▶ [Work to be completed]: Format the data below as a JSON list of strings, with one string for each line and blank lines omitted. Leave the pictures out of the answer.

▶ [Location identification entries]:
* start *

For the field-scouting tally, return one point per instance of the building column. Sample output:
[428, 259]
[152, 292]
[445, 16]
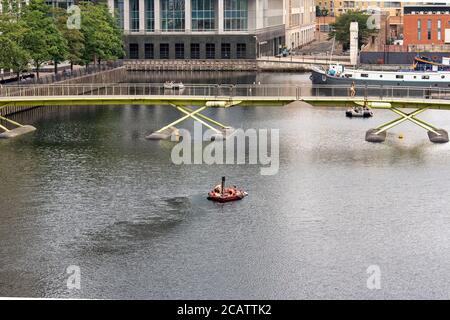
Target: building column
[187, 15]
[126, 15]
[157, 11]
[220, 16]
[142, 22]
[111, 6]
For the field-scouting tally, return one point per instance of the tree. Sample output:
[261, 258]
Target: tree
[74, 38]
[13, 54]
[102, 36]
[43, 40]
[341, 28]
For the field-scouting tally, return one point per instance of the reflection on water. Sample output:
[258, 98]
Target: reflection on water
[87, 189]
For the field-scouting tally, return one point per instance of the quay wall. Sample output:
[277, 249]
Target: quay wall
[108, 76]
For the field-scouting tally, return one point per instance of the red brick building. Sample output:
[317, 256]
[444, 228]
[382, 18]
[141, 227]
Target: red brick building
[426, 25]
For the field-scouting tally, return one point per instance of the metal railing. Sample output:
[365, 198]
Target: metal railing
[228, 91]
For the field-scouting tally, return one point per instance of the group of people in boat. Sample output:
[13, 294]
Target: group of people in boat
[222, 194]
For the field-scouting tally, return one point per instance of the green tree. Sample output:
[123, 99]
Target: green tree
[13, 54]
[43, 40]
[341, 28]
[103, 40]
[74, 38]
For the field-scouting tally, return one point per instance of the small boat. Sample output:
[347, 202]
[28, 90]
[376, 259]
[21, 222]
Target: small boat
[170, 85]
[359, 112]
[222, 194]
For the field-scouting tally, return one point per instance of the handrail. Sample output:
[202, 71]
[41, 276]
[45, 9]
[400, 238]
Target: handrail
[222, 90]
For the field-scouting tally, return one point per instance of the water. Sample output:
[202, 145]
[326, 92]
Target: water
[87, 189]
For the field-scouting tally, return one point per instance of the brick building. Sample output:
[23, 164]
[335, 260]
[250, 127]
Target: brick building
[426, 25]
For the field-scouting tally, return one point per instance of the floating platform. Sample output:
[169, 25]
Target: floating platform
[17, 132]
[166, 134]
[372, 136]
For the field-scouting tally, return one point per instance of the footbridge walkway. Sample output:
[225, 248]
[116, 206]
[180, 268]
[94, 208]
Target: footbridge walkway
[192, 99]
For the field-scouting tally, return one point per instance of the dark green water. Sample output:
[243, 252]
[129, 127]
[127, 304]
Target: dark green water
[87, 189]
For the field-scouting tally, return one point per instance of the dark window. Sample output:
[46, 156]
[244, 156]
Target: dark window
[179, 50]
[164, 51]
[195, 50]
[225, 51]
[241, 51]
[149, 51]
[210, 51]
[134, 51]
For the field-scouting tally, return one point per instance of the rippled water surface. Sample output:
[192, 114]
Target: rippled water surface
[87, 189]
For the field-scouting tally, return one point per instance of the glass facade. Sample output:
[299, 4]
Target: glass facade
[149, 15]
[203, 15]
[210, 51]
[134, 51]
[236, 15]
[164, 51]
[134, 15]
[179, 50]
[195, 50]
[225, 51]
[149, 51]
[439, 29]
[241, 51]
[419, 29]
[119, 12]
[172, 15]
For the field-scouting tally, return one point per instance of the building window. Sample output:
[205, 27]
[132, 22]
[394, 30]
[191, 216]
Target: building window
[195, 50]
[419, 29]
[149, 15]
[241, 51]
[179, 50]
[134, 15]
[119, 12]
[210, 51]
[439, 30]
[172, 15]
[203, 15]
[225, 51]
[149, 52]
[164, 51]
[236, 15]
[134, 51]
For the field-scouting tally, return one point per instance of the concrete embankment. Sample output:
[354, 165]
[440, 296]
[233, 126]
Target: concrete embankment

* end *

▶ [Exercise response]:
[
  "For the field-scouting tally, return one point per instance of the building column. Sample output:",
  "[428, 259]",
  "[152, 292]",
  "[445, 16]",
  "Target: building column",
  "[187, 15]",
  "[126, 15]",
  "[157, 11]",
  "[220, 16]",
  "[142, 22]",
  "[111, 6]",
  "For the field-scouting tally, return one point per instance of the tree. Sample output:",
  "[261, 258]",
  "Target: tree",
  "[74, 38]",
  "[13, 54]",
  "[102, 36]",
  "[43, 40]",
  "[341, 28]",
  "For the field-scouting tally, return one point per instance of the reflection on water. Sample output:",
  "[258, 98]",
  "Target: reflection on water",
  "[87, 189]",
  "For the field-scouting tally, return one point per instance of the quay wall. Sample output:",
  "[277, 249]",
  "Target: quay wall",
  "[108, 76]",
  "For the field-scouting tally, return one point per instance of the red brick building. Sample output:",
  "[317, 256]",
  "[444, 228]",
  "[382, 18]",
  "[141, 227]",
  "Target: red brick building",
  "[426, 25]",
  "For the field-scouting tally, return one point per instance of the metal railing. Sample output:",
  "[365, 198]",
  "Target: metal railing",
  "[228, 91]",
  "For the field-scouting tally, return one point per instance of the group of people in boat. Sample output:",
  "[13, 294]",
  "Target: group of people in boat",
  "[222, 194]",
  "For the field-scouting tally, return one point per instance of the green tree. Sample output:",
  "[123, 99]",
  "Target: green tree",
  "[13, 54]",
  "[43, 40]",
  "[341, 28]",
  "[103, 40]",
  "[74, 38]",
  "For the field-scouting tally, return one point per instance of the small boat. Sample output:",
  "[347, 202]",
  "[28, 90]",
  "[376, 259]",
  "[21, 222]",
  "Target: small boat",
  "[170, 85]",
  "[359, 112]",
  "[222, 194]",
  "For the field-scouting tally, return one point per instance of the handrail. Sample output:",
  "[202, 71]",
  "[41, 276]",
  "[45, 9]",
  "[400, 238]",
  "Target: handrail",
  "[222, 90]",
  "For the field-scouting tally, return one point per instance of the water. Sample output:",
  "[202, 145]",
  "[326, 92]",
  "Target: water",
  "[87, 189]",
  "For the field-scouting tally, return one point per instance of the brick building. Sample output:",
  "[23, 164]",
  "[335, 260]",
  "[250, 127]",
  "Target: brick building",
  "[426, 25]",
  "For the field-scouting tally, return one point per instance of the floating platform. Sample output:",
  "[169, 25]",
  "Target: floating platform",
  "[17, 132]",
  "[166, 134]",
  "[372, 136]",
  "For the field-scouting tally, return one point per instance of the footbridge walkway. Sample output:",
  "[225, 248]",
  "[116, 206]",
  "[180, 268]",
  "[94, 208]",
  "Target: footbridge walkway",
  "[192, 99]",
  "For the field-scouting tally, return one point per instance of the dark green water. Sample output:",
  "[243, 252]",
  "[129, 127]",
  "[127, 304]",
  "Target: dark green water",
  "[87, 189]",
  "For the field-scouting tally, return one point per instance of the dark window. Sample output:",
  "[46, 156]",
  "[244, 156]",
  "Target: dark window",
  "[179, 50]",
  "[164, 51]",
  "[195, 50]",
  "[225, 51]",
  "[241, 51]",
  "[149, 51]",
  "[210, 51]",
  "[134, 51]",
  "For the field-scouting tally, return one point per instance of the rippled water surface. Sample output:",
  "[192, 114]",
  "Target: rippled water surface",
  "[87, 189]",
  "For the field-scouting tally, return one point per instance of the glass facade. Sample output:",
  "[299, 4]",
  "Target: glass facade",
  "[149, 15]",
  "[203, 15]",
  "[210, 51]",
  "[134, 51]",
  "[236, 15]",
  "[164, 51]",
  "[134, 15]",
  "[179, 50]",
  "[195, 50]",
  "[225, 51]",
  "[149, 51]",
  "[439, 29]",
  "[241, 51]",
  "[419, 29]",
  "[119, 12]",
  "[172, 15]",
  "For the field-scouting tally, return one point per instance of the building window. Sample output:",
  "[205, 27]",
  "[132, 22]",
  "[394, 30]",
  "[191, 216]",
  "Target: building window",
  "[195, 50]",
  "[419, 29]",
  "[149, 15]",
  "[241, 51]",
  "[179, 50]",
  "[134, 15]",
  "[119, 12]",
  "[210, 51]",
  "[439, 30]",
  "[172, 15]",
  "[203, 15]",
  "[225, 51]",
  "[149, 52]",
  "[164, 51]",
  "[236, 15]",
  "[134, 51]",
  "For the field-scouting tally, return one point per instance of the concrete embankment. Sample output:",
  "[354, 165]",
  "[440, 296]",
  "[233, 126]",
  "Target: concrete embankment"
]